RECORDS SUPPLIED:
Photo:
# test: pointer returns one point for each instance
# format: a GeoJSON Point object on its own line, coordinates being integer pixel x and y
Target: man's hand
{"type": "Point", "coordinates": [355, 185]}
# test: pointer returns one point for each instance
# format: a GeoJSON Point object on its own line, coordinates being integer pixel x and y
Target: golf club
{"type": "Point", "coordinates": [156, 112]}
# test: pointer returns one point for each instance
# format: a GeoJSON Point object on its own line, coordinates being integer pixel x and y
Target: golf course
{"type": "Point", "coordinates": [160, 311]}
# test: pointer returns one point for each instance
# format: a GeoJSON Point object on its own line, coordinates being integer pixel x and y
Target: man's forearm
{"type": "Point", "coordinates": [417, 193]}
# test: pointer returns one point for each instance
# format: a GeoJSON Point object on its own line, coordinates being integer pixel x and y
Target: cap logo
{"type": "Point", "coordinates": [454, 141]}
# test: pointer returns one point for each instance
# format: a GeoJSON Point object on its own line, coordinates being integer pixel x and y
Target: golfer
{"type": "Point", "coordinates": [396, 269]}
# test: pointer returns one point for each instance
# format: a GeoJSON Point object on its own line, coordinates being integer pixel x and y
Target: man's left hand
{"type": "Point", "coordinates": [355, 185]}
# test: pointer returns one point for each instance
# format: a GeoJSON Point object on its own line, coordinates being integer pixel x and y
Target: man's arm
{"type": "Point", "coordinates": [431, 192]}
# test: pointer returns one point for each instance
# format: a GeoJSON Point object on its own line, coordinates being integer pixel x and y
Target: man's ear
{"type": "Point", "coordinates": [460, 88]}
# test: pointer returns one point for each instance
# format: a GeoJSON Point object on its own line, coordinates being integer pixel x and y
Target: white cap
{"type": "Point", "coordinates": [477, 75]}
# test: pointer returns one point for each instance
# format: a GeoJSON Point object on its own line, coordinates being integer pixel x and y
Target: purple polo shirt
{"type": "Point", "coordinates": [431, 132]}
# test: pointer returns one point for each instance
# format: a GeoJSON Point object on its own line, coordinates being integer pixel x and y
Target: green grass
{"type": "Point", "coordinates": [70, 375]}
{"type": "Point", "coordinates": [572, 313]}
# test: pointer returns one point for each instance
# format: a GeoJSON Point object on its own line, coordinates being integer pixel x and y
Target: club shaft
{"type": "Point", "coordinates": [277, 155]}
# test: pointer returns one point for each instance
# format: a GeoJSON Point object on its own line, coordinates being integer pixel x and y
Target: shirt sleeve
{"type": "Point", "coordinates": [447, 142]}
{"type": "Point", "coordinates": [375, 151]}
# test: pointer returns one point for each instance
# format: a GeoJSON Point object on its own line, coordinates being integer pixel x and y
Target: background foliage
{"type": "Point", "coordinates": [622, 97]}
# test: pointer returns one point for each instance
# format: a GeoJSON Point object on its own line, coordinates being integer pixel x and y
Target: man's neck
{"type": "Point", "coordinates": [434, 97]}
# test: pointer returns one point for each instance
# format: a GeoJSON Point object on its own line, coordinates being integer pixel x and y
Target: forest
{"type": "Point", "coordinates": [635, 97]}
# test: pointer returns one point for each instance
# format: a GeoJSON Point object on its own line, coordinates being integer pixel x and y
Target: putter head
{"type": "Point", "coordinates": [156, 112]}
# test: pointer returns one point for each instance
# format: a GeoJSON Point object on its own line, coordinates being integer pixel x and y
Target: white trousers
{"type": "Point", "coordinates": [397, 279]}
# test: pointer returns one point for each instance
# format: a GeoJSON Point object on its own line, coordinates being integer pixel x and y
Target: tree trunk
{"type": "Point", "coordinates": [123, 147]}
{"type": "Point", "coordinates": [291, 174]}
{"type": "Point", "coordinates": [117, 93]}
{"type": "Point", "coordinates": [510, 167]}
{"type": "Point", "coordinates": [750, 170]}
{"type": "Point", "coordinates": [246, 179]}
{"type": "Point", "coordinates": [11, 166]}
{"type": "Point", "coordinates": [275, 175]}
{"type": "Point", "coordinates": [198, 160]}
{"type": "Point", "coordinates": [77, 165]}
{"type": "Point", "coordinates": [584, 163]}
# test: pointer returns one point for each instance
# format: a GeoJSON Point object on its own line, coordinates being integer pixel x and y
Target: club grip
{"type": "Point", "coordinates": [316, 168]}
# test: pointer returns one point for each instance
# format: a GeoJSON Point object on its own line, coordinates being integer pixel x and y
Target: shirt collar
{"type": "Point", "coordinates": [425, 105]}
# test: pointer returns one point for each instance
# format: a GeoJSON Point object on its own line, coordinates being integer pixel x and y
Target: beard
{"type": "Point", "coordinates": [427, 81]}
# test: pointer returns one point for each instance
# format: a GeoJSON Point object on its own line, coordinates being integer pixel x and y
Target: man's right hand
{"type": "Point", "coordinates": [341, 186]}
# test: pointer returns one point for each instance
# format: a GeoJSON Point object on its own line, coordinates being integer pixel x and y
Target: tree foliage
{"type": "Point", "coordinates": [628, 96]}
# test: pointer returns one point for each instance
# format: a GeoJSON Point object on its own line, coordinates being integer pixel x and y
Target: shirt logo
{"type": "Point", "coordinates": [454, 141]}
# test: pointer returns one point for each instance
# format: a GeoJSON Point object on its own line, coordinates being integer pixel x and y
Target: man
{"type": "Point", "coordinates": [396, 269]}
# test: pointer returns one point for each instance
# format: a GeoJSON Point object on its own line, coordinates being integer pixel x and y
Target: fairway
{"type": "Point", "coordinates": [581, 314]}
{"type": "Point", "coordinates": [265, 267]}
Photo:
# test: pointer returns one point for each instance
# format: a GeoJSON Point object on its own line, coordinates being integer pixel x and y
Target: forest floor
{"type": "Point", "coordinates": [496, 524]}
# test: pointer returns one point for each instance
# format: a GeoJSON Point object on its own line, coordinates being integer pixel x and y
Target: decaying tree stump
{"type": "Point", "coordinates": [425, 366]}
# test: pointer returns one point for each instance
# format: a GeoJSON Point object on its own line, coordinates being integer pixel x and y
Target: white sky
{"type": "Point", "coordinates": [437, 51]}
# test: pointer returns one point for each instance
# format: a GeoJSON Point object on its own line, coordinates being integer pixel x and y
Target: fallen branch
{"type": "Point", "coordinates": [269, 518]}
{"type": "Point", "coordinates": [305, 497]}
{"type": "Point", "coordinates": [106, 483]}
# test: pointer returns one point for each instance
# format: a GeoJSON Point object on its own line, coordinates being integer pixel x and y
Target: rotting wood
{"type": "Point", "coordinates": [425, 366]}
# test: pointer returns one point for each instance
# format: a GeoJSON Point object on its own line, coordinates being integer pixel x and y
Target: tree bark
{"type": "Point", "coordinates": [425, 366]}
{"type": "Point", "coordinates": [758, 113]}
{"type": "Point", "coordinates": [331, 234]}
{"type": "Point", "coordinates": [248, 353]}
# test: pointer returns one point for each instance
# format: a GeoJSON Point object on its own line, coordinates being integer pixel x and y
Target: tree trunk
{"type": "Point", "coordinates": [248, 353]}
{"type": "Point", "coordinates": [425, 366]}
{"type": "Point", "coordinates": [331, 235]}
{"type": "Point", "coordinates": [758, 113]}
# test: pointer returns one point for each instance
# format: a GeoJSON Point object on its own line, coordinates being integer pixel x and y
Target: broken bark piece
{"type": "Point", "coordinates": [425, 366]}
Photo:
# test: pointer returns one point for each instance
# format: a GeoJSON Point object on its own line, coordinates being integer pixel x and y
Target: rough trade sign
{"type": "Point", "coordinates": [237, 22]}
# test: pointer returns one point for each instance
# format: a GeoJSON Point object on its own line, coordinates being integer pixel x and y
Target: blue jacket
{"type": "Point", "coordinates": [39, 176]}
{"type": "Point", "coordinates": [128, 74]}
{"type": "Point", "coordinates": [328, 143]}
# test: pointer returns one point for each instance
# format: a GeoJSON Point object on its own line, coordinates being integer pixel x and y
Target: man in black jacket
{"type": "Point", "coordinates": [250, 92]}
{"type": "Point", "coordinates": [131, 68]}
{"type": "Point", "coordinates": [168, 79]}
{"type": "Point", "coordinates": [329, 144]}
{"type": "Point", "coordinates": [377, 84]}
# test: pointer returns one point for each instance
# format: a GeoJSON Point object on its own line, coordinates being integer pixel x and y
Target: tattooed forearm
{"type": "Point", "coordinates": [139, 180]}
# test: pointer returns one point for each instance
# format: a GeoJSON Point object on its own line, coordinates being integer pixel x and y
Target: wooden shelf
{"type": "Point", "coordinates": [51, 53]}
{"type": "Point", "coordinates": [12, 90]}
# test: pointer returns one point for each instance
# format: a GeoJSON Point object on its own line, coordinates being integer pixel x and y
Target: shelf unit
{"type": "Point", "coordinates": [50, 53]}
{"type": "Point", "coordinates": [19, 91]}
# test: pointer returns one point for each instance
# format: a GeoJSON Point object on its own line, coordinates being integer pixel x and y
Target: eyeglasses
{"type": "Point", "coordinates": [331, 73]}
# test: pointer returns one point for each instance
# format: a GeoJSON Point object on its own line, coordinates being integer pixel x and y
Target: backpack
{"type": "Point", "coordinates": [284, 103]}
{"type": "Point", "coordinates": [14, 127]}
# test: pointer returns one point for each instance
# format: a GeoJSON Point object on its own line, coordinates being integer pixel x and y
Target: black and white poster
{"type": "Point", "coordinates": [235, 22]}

WHAT THE EXERCISE ASKS: Extract every line of the material that contains the word "tree", and list them in the order they appear.

THE ANSWER:
Target: tree trunk
Target: tree foliage
Target: decaying tree stump
Target: tree bark
Target: tree trunk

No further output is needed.